Exercise description:
Output the material word for word. Leave each picture out.

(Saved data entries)
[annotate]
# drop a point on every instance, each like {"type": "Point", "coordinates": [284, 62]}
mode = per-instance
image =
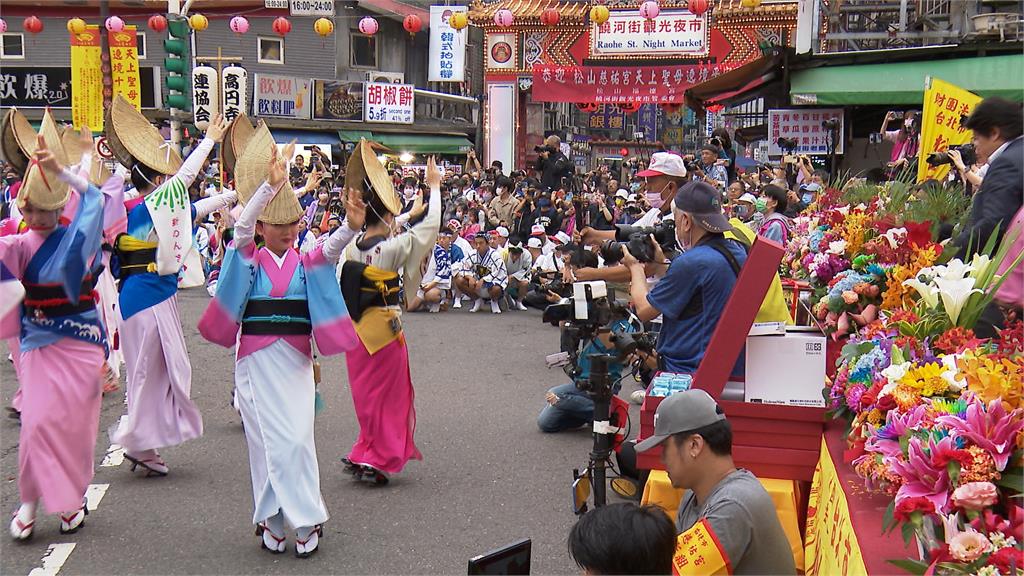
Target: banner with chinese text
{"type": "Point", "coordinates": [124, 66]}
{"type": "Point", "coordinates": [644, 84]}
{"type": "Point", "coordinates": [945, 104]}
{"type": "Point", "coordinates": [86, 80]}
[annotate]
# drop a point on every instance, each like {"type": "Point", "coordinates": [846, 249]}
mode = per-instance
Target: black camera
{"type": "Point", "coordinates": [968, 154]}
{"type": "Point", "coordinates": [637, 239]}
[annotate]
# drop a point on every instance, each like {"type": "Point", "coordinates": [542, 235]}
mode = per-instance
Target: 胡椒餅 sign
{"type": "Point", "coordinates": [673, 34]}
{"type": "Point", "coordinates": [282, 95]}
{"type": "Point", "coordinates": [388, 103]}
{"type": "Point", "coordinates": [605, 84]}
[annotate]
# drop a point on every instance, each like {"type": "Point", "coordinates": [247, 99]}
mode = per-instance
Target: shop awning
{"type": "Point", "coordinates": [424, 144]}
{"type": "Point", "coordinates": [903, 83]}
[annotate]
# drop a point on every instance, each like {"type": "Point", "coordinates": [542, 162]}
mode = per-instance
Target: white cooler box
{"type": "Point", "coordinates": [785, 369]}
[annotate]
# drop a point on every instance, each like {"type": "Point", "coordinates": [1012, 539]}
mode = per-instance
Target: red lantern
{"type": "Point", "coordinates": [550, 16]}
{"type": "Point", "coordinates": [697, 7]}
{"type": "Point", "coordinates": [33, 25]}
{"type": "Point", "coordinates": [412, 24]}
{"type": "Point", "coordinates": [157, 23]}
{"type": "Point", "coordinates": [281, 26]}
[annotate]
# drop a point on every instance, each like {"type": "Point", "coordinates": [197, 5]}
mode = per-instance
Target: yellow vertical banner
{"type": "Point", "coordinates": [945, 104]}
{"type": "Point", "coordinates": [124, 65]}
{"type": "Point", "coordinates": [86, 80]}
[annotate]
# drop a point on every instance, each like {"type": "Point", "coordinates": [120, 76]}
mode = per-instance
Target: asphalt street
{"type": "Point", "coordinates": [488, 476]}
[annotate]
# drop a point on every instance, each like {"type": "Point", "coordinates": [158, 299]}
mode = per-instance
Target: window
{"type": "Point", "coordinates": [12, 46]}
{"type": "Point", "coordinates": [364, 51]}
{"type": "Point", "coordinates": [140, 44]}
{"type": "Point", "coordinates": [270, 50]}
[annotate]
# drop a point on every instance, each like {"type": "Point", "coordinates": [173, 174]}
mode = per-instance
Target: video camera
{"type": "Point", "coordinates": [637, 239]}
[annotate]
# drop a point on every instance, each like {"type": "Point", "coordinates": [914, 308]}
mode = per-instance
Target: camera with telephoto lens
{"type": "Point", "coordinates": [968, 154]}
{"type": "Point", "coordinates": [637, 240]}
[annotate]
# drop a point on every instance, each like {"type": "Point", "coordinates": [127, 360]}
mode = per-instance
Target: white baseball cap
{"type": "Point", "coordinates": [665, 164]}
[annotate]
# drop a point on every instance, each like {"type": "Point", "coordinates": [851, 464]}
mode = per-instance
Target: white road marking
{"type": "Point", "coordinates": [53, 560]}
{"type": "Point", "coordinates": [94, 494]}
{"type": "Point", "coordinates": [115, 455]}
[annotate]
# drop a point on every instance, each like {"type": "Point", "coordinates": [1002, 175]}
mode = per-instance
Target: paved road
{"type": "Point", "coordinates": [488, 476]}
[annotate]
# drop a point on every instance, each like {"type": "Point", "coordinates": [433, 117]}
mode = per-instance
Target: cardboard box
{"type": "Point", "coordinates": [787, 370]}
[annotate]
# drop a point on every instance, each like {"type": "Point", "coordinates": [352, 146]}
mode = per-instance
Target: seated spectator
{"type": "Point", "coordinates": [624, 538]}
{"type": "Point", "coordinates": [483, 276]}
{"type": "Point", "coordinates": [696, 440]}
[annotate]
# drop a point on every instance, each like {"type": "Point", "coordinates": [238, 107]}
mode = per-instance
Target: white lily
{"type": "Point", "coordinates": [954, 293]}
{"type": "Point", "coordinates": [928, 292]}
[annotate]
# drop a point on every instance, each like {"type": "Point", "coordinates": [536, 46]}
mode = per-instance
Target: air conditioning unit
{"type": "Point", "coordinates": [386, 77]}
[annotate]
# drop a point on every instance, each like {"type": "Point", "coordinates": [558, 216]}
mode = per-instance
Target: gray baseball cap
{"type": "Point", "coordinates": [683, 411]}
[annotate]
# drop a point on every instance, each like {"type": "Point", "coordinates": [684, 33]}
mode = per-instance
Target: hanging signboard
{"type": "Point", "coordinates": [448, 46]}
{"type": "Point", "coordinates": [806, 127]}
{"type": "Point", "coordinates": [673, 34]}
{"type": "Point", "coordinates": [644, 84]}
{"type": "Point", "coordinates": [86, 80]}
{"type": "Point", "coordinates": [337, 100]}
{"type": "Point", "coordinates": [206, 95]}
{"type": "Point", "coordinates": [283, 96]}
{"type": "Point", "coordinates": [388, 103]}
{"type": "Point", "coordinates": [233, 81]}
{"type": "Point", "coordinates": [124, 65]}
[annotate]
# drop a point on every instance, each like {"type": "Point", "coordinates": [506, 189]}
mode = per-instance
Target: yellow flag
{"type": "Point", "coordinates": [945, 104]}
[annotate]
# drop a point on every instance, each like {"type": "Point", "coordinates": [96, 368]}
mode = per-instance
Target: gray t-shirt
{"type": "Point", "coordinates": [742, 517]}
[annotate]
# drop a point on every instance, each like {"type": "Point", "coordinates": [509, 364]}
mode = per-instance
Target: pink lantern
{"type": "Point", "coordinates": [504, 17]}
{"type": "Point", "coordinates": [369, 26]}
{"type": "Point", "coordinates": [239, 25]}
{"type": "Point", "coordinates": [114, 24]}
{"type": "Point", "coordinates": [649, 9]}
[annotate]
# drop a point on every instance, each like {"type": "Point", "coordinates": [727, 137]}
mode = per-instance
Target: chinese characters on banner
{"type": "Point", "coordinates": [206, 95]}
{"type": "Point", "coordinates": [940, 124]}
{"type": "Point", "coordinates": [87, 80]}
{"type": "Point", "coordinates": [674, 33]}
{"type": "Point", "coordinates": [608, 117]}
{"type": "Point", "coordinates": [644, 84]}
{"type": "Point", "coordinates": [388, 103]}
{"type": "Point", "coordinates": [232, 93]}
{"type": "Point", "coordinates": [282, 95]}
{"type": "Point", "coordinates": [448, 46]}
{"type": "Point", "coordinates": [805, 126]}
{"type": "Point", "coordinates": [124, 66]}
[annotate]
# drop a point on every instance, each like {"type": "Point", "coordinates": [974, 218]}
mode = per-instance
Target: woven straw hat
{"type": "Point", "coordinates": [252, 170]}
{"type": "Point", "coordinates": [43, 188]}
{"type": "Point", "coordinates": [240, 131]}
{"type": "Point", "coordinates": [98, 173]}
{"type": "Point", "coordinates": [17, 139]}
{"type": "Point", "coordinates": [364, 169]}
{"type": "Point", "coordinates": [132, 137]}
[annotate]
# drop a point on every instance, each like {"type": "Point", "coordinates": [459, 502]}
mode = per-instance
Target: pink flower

Solution to the problem:
[annotate]
# drop a point on every instance, each like {"type": "Point", "coordinates": [284, 62]}
mode = per-instance
image =
Target: banner with chinese text
{"type": "Point", "coordinates": [124, 66]}
{"type": "Point", "coordinates": [644, 84]}
{"type": "Point", "coordinates": [945, 104]}
{"type": "Point", "coordinates": [86, 80]}
[annotate]
# drop a point on every instance, each like {"type": "Point", "coordinates": [846, 249]}
mode = per-instance
Target: black camera
{"type": "Point", "coordinates": [968, 154]}
{"type": "Point", "coordinates": [637, 239]}
[annotate]
# drop a point on every instance, each like {"type": "Point", "coordinates": [542, 235]}
mode = per-instance
Target: 胡椒餅 sign
{"type": "Point", "coordinates": [673, 34]}
{"type": "Point", "coordinates": [282, 95]}
{"type": "Point", "coordinates": [388, 103]}
{"type": "Point", "coordinates": [605, 84]}
[annotate]
# drop a point on every instance, each like {"type": "Point", "coordinates": [247, 99]}
mode = per-instance
Target: shop awning
{"type": "Point", "coordinates": [424, 144]}
{"type": "Point", "coordinates": [903, 83]}
[annotate]
# drop a point on every instance, each like {"type": "Point", "coordinates": [542, 162]}
mode = per-instance
Target: white cooler box
{"type": "Point", "coordinates": [785, 369]}
[annotate]
# drop a point on every instance, each like {"type": "Point", "coordinates": [1012, 539]}
mode = per-instance
Target: red lantern
{"type": "Point", "coordinates": [550, 16]}
{"type": "Point", "coordinates": [697, 7]}
{"type": "Point", "coordinates": [33, 25]}
{"type": "Point", "coordinates": [412, 24]}
{"type": "Point", "coordinates": [157, 23]}
{"type": "Point", "coordinates": [281, 26]}
[annotate]
# drop a point on every instance, each like {"type": "Point", "coordinates": [197, 5]}
mode = per-instance
Target: yellow vertical banner
{"type": "Point", "coordinates": [945, 104]}
{"type": "Point", "coordinates": [124, 65]}
{"type": "Point", "coordinates": [86, 80]}
[annotate]
# drop a point on every instance, each like {"type": "Point", "coordinates": [120, 76]}
mode = per-instance
Target: asphalt street
{"type": "Point", "coordinates": [488, 476]}
[annotate]
# drop a point on every instance, each like {"type": "Point", "coordinates": [158, 299]}
mode = per-instance
Target: window
{"type": "Point", "coordinates": [12, 46]}
{"type": "Point", "coordinates": [364, 51]}
{"type": "Point", "coordinates": [140, 44]}
{"type": "Point", "coordinates": [270, 50]}
[annotate]
# drop a point on every instance, each like {"type": "Point", "coordinates": [173, 174]}
mode = per-instance
Target: video camera
{"type": "Point", "coordinates": [637, 239]}
[annotate]
# drop a point on every instance, each like {"type": "Point", "coordinates": [914, 308]}
mode = per-instance
Target: camera with telephoto lens
{"type": "Point", "coordinates": [968, 154]}
{"type": "Point", "coordinates": [637, 240]}
[annotate]
# drop a point on every instance, each like {"type": "Point", "coordinates": [127, 360]}
mode = per-instance
Target: white baseball cap
{"type": "Point", "coordinates": [665, 164]}
[annotate]
# drop a point on every instance, each like {"type": "Point", "coordinates": [851, 464]}
mode = per-instance
Target: white road marking
{"type": "Point", "coordinates": [53, 560]}
{"type": "Point", "coordinates": [94, 494]}
{"type": "Point", "coordinates": [115, 455]}
[annotate]
# drop a point on every instance, each like {"type": "Point", "coordinates": [1002, 175]}
mode = per-instance
Target: paved road
{"type": "Point", "coordinates": [488, 476]}
[annotate]
# drop a point on every instance, each like {"type": "Point", "coordinates": [433, 117]}
mode = per-instance
Target: cardboard box
{"type": "Point", "coordinates": [787, 370]}
[annotate]
# drop a point on every instance, each like {"type": "Point", "coordinates": [352, 146]}
mode = per-instance
Target: seated spectator
{"type": "Point", "coordinates": [624, 538]}
{"type": "Point", "coordinates": [483, 276]}
{"type": "Point", "coordinates": [696, 440]}
[annotate]
# drop a point on every instance, each like {"type": "Point", "coordinates": [238, 107]}
mode = per-instance
Target: white lily
{"type": "Point", "coordinates": [954, 293]}
{"type": "Point", "coordinates": [928, 292]}
[annotate]
# drop a point on every instance, each like {"type": "Point", "coordinates": [536, 46]}
mode = per-instance
Target: air conditioning unit
{"type": "Point", "coordinates": [386, 77]}
[annotate]
# drop a point on every instance, each like {"type": "Point", "coordinates": [558, 216]}
mode = per-instance
Target: gray baseball cap
{"type": "Point", "coordinates": [683, 411]}
[annotate]
# drop a point on every instance, each like {"type": "Point", "coordinates": [684, 33]}
mode = per-instance
Target: hanging signboard
{"type": "Point", "coordinates": [448, 46]}
{"type": "Point", "coordinates": [806, 127]}
{"type": "Point", "coordinates": [673, 34]}
{"type": "Point", "coordinates": [644, 84]}
{"type": "Point", "coordinates": [86, 80]}
{"type": "Point", "coordinates": [337, 100]}
{"type": "Point", "coordinates": [206, 95]}
{"type": "Point", "coordinates": [283, 96]}
{"type": "Point", "coordinates": [388, 103]}
{"type": "Point", "coordinates": [233, 81]}
{"type": "Point", "coordinates": [124, 65]}
[annotate]
# drop a point on every instance, each like {"type": "Point", "coordinates": [506, 189]}
mode = per-instance
Target: yellow flag
{"type": "Point", "coordinates": [945, 104]}
[annotate]
# drop a point on every instance, each like {"type": "Point", "coordinates": [96, 368]}
mode = per-instance
Target: gray t-shirt
{"type": "Point", "coordinates": [742, 517]}
[annotate]
# drop a point on every instance, each like {"type": "Point", "coordinates": [509, 364]}
mode = per-instance
Target: pink lantern
{"type": "Point", "coordinates": [504, 17]}
{"type": "Point", "coordinates": [369, 26]}
{"type": "Point", "coordinates": [239, 25]}
{"type": "Point", "coordinates": [114, 24]}
{"type": "Point", "coordinates": [649, 9]}
[annotate]
# drop a point on every instance, each like {"type": "Point", "coordinates": [727, 137]}
mode = per-instance
Target: chinese characters on banner
{"type": "Point", "coordinates": [206, 95]}
{"type": "Point", "coordinates": [940, 124]}
{"type": "Point", "coordinates": [87, 80]}
{"type": "Point", "coordinates": [674, 33]}
{"type": "Point", "coordinates": [608, 117]}
{"type": "Point", "coordinates": [644, 84]}
{"type": "Point", "coordinates": [388, 103]}
{"type": "Point", "coordinates": [232, 93]}
{"type": "Point", "coordinates": [282, 95]}
{"type": "Point", "coordinates": [448, 46]}
{"type": "Point", "coordinates": [805, 126]}
{"type": "Point", "coordinates": [124, 66]}
[annotate]
# drop a point on every instance, each like {"type": "Point", "coordinates": [974, 218]}
mode = per-instance
Target: woven straw hat
{"type": "Point", "coordinates": [252, 170]}
{"type": "Point", "coordinates": [43, 188]}
{"type": "Point", "coordinates": [240, 131]}
{"type": "Point", "coordinates": [98, 173]}
{"type": "Point", "coordinates": [17, 139]}
{"type": "Point", "coordinates": [364, 169]}
{"type": "Point", "coordinates": [132, 137]}
[annotate]
# drop a point on every instance, each like {"type": "Point", "coordinates": [459, 502]}
mode = per-instance
Target: pink flower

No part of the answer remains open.